» Exercise directions: All records given below must be printed word for word.

» Data supplied:
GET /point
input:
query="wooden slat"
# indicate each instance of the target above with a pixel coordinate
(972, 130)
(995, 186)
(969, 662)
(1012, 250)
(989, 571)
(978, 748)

» Result below:
GET /point
input:
query="wooden slat"
# indicate each instance of the target above with a pixel coordinate
(972, 130)
(995, 186)
(969, 662)
(1012, 250)
(989, 571)
(978, 748)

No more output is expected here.